TASKS TO COMPLETE:
(1) Reproduce the Compresr SDK description between "Project links" and "Dashboard → API Keys.", inclusive.
(2) According to the Compresr SDK description, what is the default compression model?
(3) Continue the Compresr SDK description from the point where it ends.

EXTRACTED TEXT:
▬▬▬▬▬▬

Python SDK for Compresr - Intelligent prompt compression service

These details have not been verified by PyPI

Project links

Project description

Compresr Python SDK

Query-aware LLM context compression — reduce LLM API costs by 30-70%.

Install

pip install compresr

Get an API key at compresr.ai → Dashboard → API Keys.

Quick start

from compresr import CompressionClient

client = CompressionClient(api_key="cmp_your_api_key")

result = client.compress(
    context="Long passage to compress...",
    query="What is the main conclusion?",
    target_compression_ratio=0.5,
)

print(f"Original:   {result.data.original_tokens} tokens")
print(f"Compressed: {result.data.compressed_tokens} tokens")
print(f"Saved:      {result.data.tokens_saved} tokens")
print(result.data.compressed_context)

The default model is latte_v2 (query-aware). Pass any other model name your account has access to via compression_model_name="..." — the backend validates.

Adaptive (dynamic) compression — `latte_v2` only

latte_v2 can pick the keep-ratio per document instead of holding a fixed target. Useful for RAG / tool-output flows where chunk density varies a lot: dense docs keep more, sparse docs compress hard.

# Server adapts per-doc, capped between 1.5x and 10x by default
result = client.compress(
    context="...",
    query="...",
    compression_model_name="latte_v2",
    dynamic=True,
)

▬▬▬▬▬▬

AVAILABLE DATA:
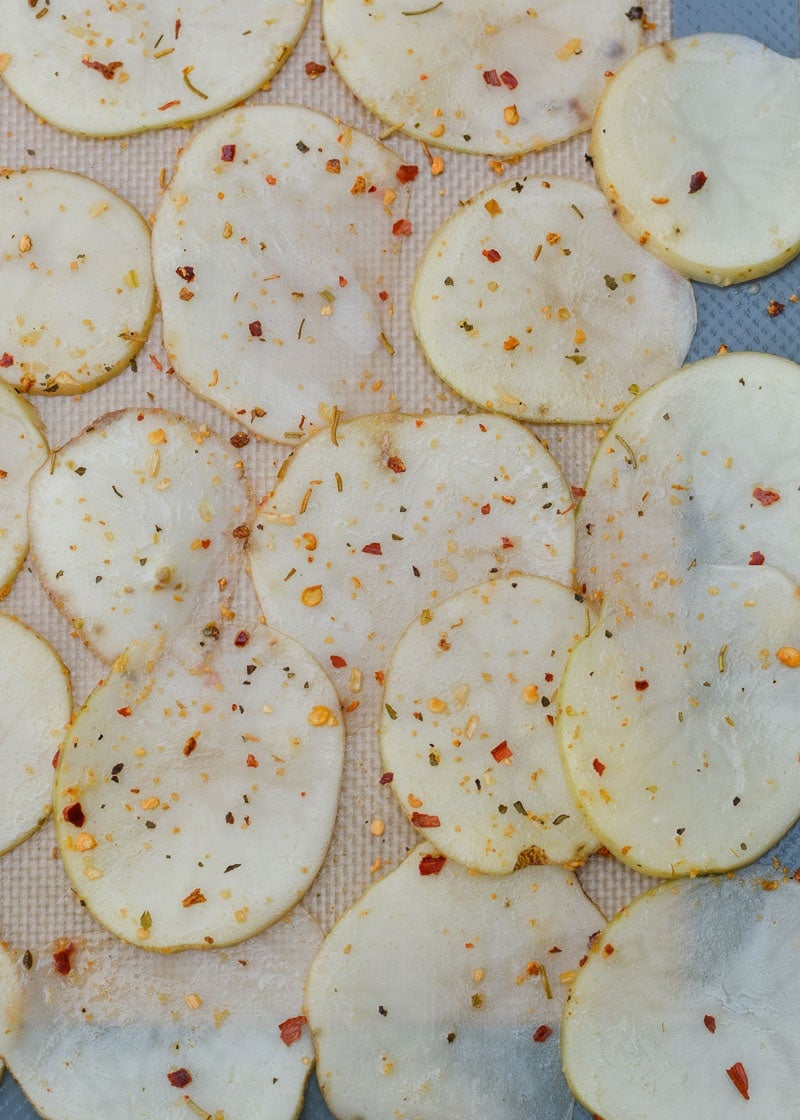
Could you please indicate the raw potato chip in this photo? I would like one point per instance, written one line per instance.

▬▬▬▬▬▬

EXERCISE ANSWERS:
(1)
Project links

Project description

Compresr Python SDK

Query-aware LLM context compression — reduce LLM API costs by 30-70%.

Install

pip install compresr

Get an API key at compresr.ai → Dashboard → API Keys.

(2) latte_v2

(3)
# Tighter band — never less than 2x, never more than 6x
result = client.compress(
    context="...",
    query="...",
    compression_model_name="latte_v2",
    dynamic=True,
    dynamic_min_ratio=2.0,
    dynamic_max_ratio=6.0,
)

When dynamic=True, target_compression_ratio is ignored. Sending dynamic=True to a model that doesn't support it (e.g. latte_v1) returns a 422 from the API.

Batch

Compress up to 100 contexts in one call. Pass a single query (applied to all) or a list of one query per context:

batch = client.compress_batch(
    contexts=["Doc 1...", "Doc 2...", "Doc 3..."],
    queries="What is self-attention?",
    target_compression_ratio=0.5,
)

print(f"Total saved: {batch.data.total_tokens_saved} tokens")

Async + streaming

result = await client.compress_async(context="...", query="...")

for chunk in client.compress_stream(context="...", query="..."):
    print(chunk.content, end="")

LLM-agnostic agent client

One CompressionClient, three provider-shape facades, one engine. Construct the client with llm= and you get an agent surface where every tool output is compressed automatically before the LLM sees it.

import os
from compresr import CompressionClient, WebSearchTool

client = CompressionClient(
    api_key=os.environ["COMPRESR_API_KEY"],
    llm="anthropic",                        # or "openai", "google_genai"
    llm_api_key=os.environ["ANTHROPIC_API_KEY"],
    compression={"target_compression_ratio": 0.5, "min_tokens": 300},
)

Use llm="anthropic:claude-haiku-4-5" if you want a default — but the call-site model= always wins.

Three equivalent surfaces sit on the same client — the model lives at the call site, just like Anthropic's and OpenAI's own SDKs:

# Anthropic shape
client.messages.create(model="claude-haiku-4-5", max_tokens=512,
                       messages=[...], tools=[...])

# OpenAI shape
client.chat.completions.create(model="gpt-5-mini", messages=[...], tools=[...])

# Native — returns a NormalizedResult
client.run(prompt="...", model="claude-haiku-4-5", tools=[...], max_tokens=512)

Behind all three sits LangChain 1.0's create_agent + CompresrToolMiddleware. Tool outputs above min_tokens flow through client.compress(...) first.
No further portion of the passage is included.